- EXTRACTED MATERIAL:
■ ■ ■ ■ ■
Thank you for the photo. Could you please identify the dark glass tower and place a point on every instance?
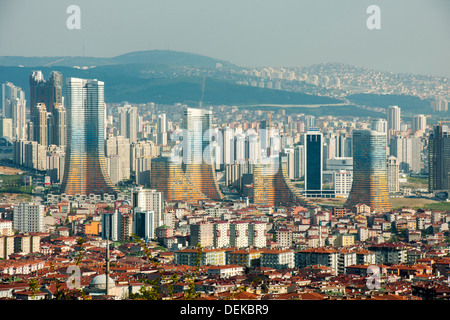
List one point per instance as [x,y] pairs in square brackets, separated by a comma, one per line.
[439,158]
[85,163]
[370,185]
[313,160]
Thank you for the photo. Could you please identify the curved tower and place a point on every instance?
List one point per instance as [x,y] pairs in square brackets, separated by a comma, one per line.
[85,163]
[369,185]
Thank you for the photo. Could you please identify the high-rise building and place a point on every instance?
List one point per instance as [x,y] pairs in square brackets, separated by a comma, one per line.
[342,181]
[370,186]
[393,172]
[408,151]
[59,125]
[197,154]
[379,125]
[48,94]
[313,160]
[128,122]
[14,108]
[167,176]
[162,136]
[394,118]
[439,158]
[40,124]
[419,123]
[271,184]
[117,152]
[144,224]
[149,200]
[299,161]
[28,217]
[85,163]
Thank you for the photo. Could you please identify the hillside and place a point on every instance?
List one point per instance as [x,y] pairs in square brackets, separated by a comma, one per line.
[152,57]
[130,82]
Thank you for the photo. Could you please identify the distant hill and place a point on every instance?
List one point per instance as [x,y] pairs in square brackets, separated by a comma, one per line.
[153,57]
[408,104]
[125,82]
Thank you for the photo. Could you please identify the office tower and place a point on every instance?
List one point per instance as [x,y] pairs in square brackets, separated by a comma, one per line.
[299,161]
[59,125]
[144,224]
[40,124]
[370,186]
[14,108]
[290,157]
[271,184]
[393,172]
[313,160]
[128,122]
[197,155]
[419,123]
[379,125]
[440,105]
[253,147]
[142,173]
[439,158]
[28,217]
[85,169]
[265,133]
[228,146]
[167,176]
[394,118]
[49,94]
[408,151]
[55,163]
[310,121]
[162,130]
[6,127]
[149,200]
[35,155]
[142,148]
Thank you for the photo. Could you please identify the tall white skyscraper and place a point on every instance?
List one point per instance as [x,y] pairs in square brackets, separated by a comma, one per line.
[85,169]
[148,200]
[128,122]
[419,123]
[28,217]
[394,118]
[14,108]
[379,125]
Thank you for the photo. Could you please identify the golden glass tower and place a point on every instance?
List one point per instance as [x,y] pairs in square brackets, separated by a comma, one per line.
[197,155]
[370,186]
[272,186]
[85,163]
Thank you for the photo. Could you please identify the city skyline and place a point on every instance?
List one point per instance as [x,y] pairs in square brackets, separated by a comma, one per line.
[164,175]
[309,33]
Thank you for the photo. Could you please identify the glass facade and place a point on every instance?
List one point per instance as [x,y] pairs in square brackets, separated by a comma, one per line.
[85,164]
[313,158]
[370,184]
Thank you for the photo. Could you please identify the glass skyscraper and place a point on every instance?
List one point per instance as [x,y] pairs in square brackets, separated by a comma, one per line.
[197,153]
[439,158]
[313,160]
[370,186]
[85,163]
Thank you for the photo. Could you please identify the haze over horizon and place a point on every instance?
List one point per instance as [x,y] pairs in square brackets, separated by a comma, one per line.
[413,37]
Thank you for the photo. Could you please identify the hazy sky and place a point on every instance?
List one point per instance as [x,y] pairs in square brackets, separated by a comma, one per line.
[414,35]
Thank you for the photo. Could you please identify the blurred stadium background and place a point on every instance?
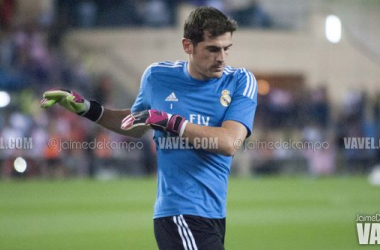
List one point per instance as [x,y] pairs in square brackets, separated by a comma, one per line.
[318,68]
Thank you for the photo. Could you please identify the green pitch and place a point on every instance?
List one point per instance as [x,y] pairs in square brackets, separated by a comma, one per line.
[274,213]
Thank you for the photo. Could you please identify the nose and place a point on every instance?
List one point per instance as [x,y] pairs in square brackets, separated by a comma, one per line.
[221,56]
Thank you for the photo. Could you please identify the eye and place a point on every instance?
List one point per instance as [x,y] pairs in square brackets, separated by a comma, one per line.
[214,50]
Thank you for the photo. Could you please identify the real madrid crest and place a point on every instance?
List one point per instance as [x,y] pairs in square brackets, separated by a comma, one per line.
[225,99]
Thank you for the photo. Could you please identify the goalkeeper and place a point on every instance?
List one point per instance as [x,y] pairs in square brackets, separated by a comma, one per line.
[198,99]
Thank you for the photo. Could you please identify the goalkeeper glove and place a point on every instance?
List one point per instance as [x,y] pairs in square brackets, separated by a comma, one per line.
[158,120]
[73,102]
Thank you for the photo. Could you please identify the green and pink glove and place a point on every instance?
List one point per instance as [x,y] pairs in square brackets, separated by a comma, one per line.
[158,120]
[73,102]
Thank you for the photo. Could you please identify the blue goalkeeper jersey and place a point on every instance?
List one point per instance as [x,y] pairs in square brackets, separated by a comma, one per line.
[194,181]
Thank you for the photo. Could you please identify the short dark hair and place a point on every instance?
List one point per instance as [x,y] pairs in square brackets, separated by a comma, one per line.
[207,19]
■ ■ ■ ■ ■
- REQUIREMENTS:
Reproduce the records verbatim, omitting all images they contain.

- WRITTEN ANSWER:
Thank you for the photo. Could you please identify the dark glass tower and place a point on every instance?
List one point per instance as [x,y] pairs in square brackets, separated by a comma, one per line.
[439,158]
[85,163]
[370,185]
[313,160]
Thank you for the photo. Could you please identify the curved tower and place a point on every instance?
List one point per instance as [x,y] pairs in square brackets, separated by a comma, one per line.
[85,163]
[369,185]
Thank you for the photo. Could you please identify the high-rise building and place a point on every instance?
List one point per instance as [x,y] pairs in square brackets, separated by a comma, one per line.
[342,181]
[370,186]
[393,172]
[408,151]
[59,125]
[197,154]
[379,125]
[48,94]
[313,160]
[128,122]
[14,108]
[167,176]
[162,136]
[394,118]
[439,158]
[40,124]
[419,123]
[271,184]
[117,152]
[144,224]
[149,200]
[299,161]
[28,217]
[85,163]
Thank you for the photo. Could you please identify the hillside and place a point on every instance?
List one point per instance as [x,y] pairs in square brackets, separated by a comma, one per line.
[152,57]
[130,82]
Thank you for the photo. Could you please identify the distant hill and place a point on every instance?
List one point per instance as [x,y] pairs in square brackets, separated by a comma, one per line.
[153,57]
[408,104]
[125,82]
Thank you for the photo. Could you please identify the office tower and place a point on every instance?
List one point per instance as [x,y] pairs in square brackets, separated by a comma, one per line.
[299,161]
[59,125]
[144,224]
[40,124]
[370,186]
[14,108]
[290,157]
[271,184]
[393,172]
[313,160]
[128,122]
[197,155]
[419,123]
[379,125]
[440,105]
[253,147]
[142,173]
[439,158]
[28,217]
[85,169]
[265,133]
[228,146]
[167,176]
[394,118]
[49,94]
[408,151]
[55,163]
[310,121]
[162,130]
[6,127]
[149,200]
[35,155]
[142,148]
Thank you for the photo. Could you please identify the tall white skyscraper and place a point on every instance?
List one point per instance as [x,y] pairs in square brackets, separated by a comma, one per line.
[85,169]
[148,200]
[128,122]
[419,123]
[28,217]
[394,118]
[14,108]
[379,125]
Thank you for the photo. Could you please identify the golden glass tower and place a point on every instance?
List one point per instance as [x,y] pairs in square brackets, separated by a comma, one per line.
[197,155]
[370,186]
[272,186]
[85,163]
Thank you for the photo. Could you please identify the city skyline and place a point on every instance?
List one point per instance as [x,y] pairs in square brackets, separated by a comma, one per line.
[164,175]
[309,33]
Thank you for the photo. Could you please identify the glass facade and place a point on every instance?
List one point per instance as [x,y] pairs in square brackets, separated by a comma, one per line.
[85,164]
[313,158]
[370,184]
Thank you for the photo. Could you please identify the glass skyscraper and place a point on every instance?
List one point per instance as [x,y] pairs in square brackets, separated by a comma, one per line.
[197,153]
[439,158]
[313,160]
[370,186]
[85,163]
Thank you for the photo. Could you please identify the haze over horizon and place a point on every instance?
List one point per instance as [x,y] pairs in square brackets, separated by a comma, one per line.
[413,37]
Thank you for the photo. Could you please identify the hazy sky and place a point on every instance?
List one point per instance as [x,y] pairs in square brackets, separated by a comma, one per line.
[414,35]
Thank you for the photo. Could you please identify the blurred stadium background and place a point on every instance?
List one point per instance as [x,y] pairs in square brackets, separated by a comma, one per line.
[318,68]
Thank you for the photo. Could you please identify the green pitch and place a point on every instance?
List one point per instance as [x,y] pairs in square brackets, separated by a comma, one per line.
[274,213]
Thank you for the photo. Could you please identify the nose and place a point on every instance?
List one point per instance as [x,y] pairs in square brackets, separated by a comma, one per line.
[221,56]
Thank you for the photo. Could you please identify the eye and place a point on every instance?
List one point per instance as [x,y] pairs in square brackets, separated by a comma, one per line.
[214,50]
Thank you for the photo. Could you please identify the real madrid crest and place a point on every instance?
List one point per instance as [x,y] pairs in square brackets, separated by a comma, one per line.
[225,99]
Thank you for the photo. Could you please identify the goalkeeper and place a point on every instance?
List one point per instance as [x,y] pairs in square brackets, separated by a comma, one per line.
[198,99]
Thank you for the photo. Could you please identify the goalkeeper glove and place a point on every instance?
List one point per instance as [x,y] pairs in square brackets, separated by a comma, one per line.
[158,120]
[73,102]
Thank you for the photo. Could you please identify the green and pink glove and place a point on every instance?
List one point per instance as [x,y] pairs in square brackets, separated by a comma, one per line.
[158,120]
[73,102]
Thank you for the photo. Could you please identify the blue goalkeeper jersey and place a point on every instance?
List one point per instance as [x,y] pairs in square brackets, separated by a comma, one per line.
[194,181]
Thank you for the photo. Could you please identify the short dark hair and place a point on every instance?
List one point per instance as [x,y] pairs in square brackets, separated by a comma, one per line.
[207,19]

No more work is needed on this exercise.